Return every line in the entries below where the word "silhouetted" shows up.

Stored data:
.....

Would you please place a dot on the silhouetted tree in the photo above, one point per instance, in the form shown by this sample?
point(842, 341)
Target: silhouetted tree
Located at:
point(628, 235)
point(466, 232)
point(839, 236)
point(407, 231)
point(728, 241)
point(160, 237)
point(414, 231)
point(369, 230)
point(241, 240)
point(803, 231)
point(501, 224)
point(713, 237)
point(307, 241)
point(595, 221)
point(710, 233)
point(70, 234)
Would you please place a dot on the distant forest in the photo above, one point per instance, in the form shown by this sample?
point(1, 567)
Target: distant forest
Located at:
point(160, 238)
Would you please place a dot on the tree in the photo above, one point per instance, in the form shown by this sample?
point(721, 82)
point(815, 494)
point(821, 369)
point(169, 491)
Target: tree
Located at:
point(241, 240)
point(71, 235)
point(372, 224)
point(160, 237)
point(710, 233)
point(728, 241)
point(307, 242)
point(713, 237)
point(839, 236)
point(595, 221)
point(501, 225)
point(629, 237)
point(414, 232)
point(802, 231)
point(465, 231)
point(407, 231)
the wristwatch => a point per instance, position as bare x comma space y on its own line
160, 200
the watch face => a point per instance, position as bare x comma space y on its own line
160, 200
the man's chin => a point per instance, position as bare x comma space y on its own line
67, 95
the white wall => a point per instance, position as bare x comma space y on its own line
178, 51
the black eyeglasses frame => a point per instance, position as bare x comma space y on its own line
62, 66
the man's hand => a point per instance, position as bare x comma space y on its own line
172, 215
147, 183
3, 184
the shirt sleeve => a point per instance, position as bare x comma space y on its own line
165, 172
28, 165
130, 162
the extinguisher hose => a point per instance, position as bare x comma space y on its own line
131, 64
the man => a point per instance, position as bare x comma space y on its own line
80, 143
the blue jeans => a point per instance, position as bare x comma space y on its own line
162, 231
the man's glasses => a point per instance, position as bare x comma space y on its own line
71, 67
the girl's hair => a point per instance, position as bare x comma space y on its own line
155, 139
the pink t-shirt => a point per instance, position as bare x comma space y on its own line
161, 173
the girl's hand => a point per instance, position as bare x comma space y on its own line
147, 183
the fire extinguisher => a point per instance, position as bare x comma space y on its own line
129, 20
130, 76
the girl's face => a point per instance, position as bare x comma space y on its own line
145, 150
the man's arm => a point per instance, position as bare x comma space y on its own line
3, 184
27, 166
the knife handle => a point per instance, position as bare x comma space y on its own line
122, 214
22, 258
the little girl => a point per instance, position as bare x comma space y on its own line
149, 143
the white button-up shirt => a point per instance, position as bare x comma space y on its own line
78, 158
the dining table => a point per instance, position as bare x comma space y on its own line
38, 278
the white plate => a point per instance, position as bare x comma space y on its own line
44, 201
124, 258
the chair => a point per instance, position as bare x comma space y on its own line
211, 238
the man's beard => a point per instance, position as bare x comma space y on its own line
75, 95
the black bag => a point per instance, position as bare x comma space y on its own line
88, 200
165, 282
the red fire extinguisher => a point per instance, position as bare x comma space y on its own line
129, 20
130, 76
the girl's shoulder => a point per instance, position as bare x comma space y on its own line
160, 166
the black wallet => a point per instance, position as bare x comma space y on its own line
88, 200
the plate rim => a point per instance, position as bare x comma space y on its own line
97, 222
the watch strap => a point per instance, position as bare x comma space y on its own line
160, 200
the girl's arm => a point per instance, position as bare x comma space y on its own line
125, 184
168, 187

.....

Response to the exercise:
Would you please place a dot on the silhouetted tree in the photo above, one point per instance, in the form shown by this sample?
Target: silhouetted tree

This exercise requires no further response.